§ Activity list:
• 1. Decide whether each statement below agrees with the passage on the October 12 health insurance executive order. Answer yes or no for each, and quote the words from the passage that decide it.
(a) The executive order was issued on October 12.
(b) The actions described repeal the Affordable Care Act.
(c) Cost-sharing reduction payments help offset out-of-pocket medical costs for low-income enrollees.
• 2. Pick up the passage on the October 12 health insurance executive order after its last sentence and continue it.

FORCE advocates for families facing hereditary breast and ovarian cancer in areas such as access to care, research funding, insurance, and privacy.
Frustrated by the lack of progress on health care reform, on October 12, President Trump issued an executive order which could ultimately undermine the individual and small group health insurance markets. The order would allow “junk” association and short-term health plans. The same day, the White House announced that it is planning to halt cost-sharing reduction payments (CSRs) which help health insurance companies offset out-of-pocket medical costs for low-income enrollees, keeping coverage affordable. In essence, without changing or repealing the Affordable Care Act (ACA), these actions give federal agencies the authority to modify regulations so that more health plans will be exempt from some of its core requirements.

§ Dataset extract:
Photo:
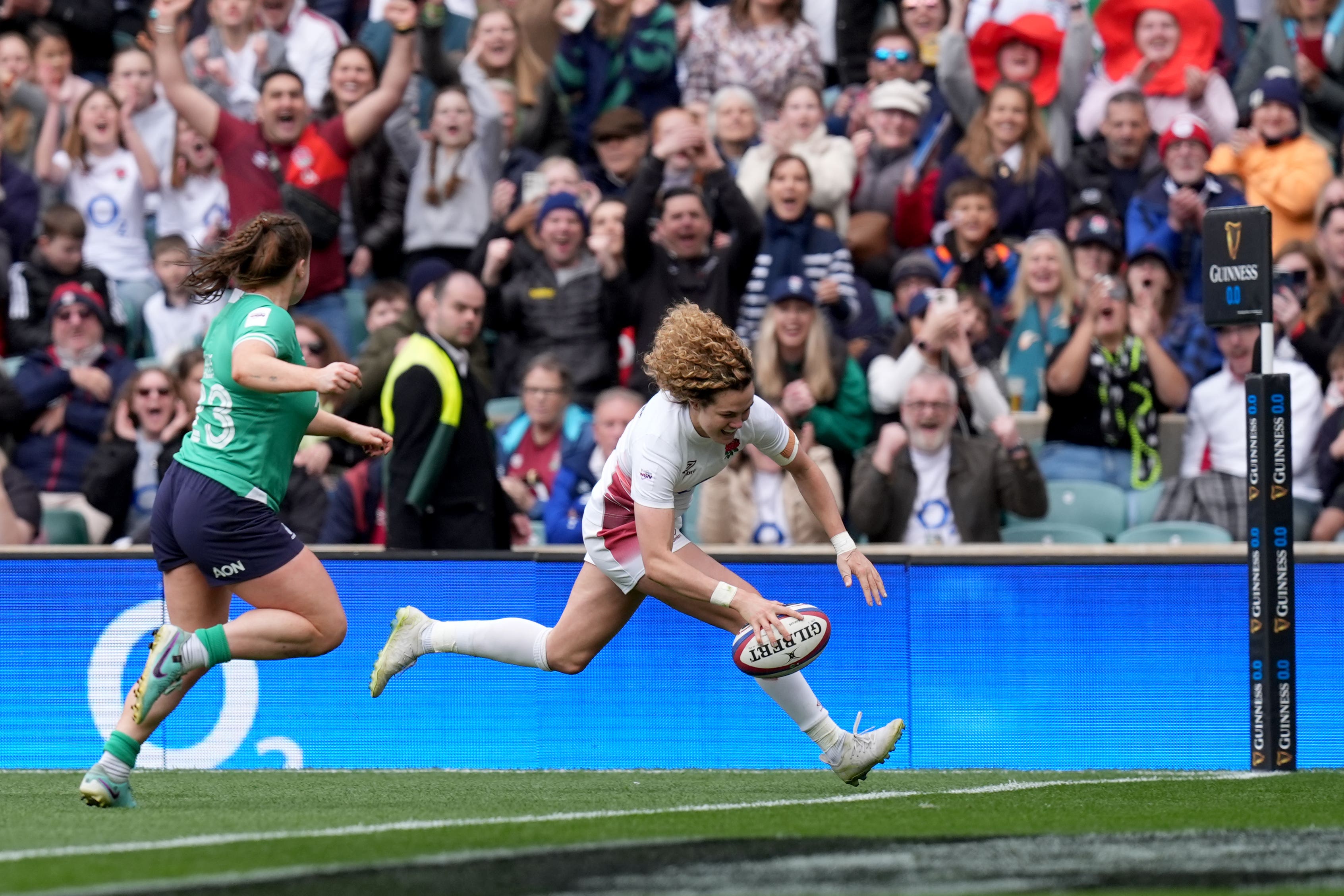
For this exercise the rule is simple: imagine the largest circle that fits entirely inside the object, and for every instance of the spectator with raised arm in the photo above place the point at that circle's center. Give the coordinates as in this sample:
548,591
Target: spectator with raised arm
448,207
761,45
557,303
230,60
801,132
1106,387
1281,168
1121,159
1007,145
311,41
1166,52
507,54
261,167
937,338
678,263
795,245
1170,211
1303,37
1027,50
624,56
925,484
69,389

§ Answer section:
• 1.
(a) Yes: "on October 12, President Trump issued an executive order"
(b) No: "without changing or repealing the Affordable Care Act (ACA)"
(c) Yes: "help health insurance companies offset out-of-pocket medical costs for low-income enrollees"

• 2.
Insurers say they will need to raise premiums significantly and may pull out of some state insurance exchanges if subsidies are eliminated. If this happens, insurance markets already on shaky ground could unravel. Trump’s order comes even as bipartisan Senate discussions continue over ways to sustain the ACA marketplaces. Senators Lamar Alexander (R-Tenn.) and Patty Murray (D-Wash.) have said that CSR payments should not end immediately, though they have different opinions on how long the subsidies should continue.
Short-Term Health Plans
These alternative health plans can bypass basic ACA requirements for coverage terms and essential services such as mental health, maternity care, and prescription drug coverage. The Obama administration prohibited consumers from short-term plan enrollment exceeding three months because these plans are viewed as interim, barebones options to fill temporary gaps in coverage. The current administration is proposing that people be allowed to remain on these plans longer—and to renew them.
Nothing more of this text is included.